In debt, the total fund return was 6.2% and investor return was 4.6%. In the case of hybrid funds, the total fund return was 9.2%, while the investor return was 6.2%. There are similar gaps for three- and ten-year periods.

Bigger gaps

In general, the more volatile the asset class, the bigger the gap. For example, while the gap between fund and investor return is 3 percentage points for flexicap funds over the past five-year period, it is a whopping 21.8 percentage points for technology sector funds. This means that a lot of money entered such funds after they had rallied and not before.

“Most of the investor flows in technology sector funds came after these funds had seen a run-up in 2020 and 2021. So, most of the money is sitting now on negative returns," points out Kaustubh Belapurkar, director, fund research, Morningstar Investment Advisor India.

International fund category is another case in point, where the gap between fund and investor returns is 7.2 percentage points over past five-year period. “Again, money went in when US outperformed, and now India is relatively outperforming," says Belapurkar.

The gap between investor and fund returns is 3.6 percentage points in healthcare sector funds, slightly higher than small cap funds, where the gap is 3.2 percentage points.

Gold investments

On gold investments, the study had some interesting findings.

While investor returns were less than fund returns over three- and five-year periods, by 7 percentage points and 5 percentage points, respectively, investor returns were higher by 1.7 percentage points over a ten-year period.

So, over the longer period, investors who were able to time their gold investments had favourable outcomes. But the study says it would have been extremely difficult for investors to get the timing right.

Lessons for investors

Investors often want to chase returns, and opt for funds that are outperforming in their respective fund category, or sector and theme funds that have seen a sharp run-up.

Frequent switching from underperforming funds to outperforming funds can significantly eat into investor returns, as the study shows. Investors may end up entering a fund after the fund’s portfolio companies have already reached their peak valuations, and exit an underperforming fund when the valuations of its portfolio companies have turned attractive.

The lesson from this study is to stay invested over the longer term and build a well-diversified portfolio, as different asset classes and different investment styles tend to do well at different points in time. Even in the same fund categories, investors can look for funds with different investment styles.

If an investor really wants to allocate to a sector or thematic fund, she can do so using systematic investment plans (SIPs). SIPs take away the timing factor from investing, as investments are made at a pre-decided date every month.

When markets decline, SIPs fetch more units at lower prices, and when markets appreciate, SIPs buy less units at higher prices. Over the long run, this will average out your cost of purchase, lessening the impact of short-term market fluctuations on your investments.

On average, mutual fund investors are bad market timers -- investing and pulling out money at the wrong time. Investors can avoid these behavioural biases by linking investments to financial goals, withdrawing only when goals are near and using SIPs to invest in a disciplined manner.

**WHAT NEEDS TO BE DONE**
Using the article on fund and investor returns, what are the answers to these?
(a) How large is the five-year gap between fund and investor return for technology sector funds?
(b) Over which period did investor returns on gold exceed fund returns, and by how much?
(c) When are investments made under a systematic investment plan?

**DATASET ROWS**
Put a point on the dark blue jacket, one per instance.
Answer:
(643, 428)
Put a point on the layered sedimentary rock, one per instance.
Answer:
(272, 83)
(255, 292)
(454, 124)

**SOLUTION FOR THIS PROBLEM**
(a) 21.8 percentage points.
(b) Over a ten-year period, by 1.7 percentage points.
(c) At a pre-decided date every month.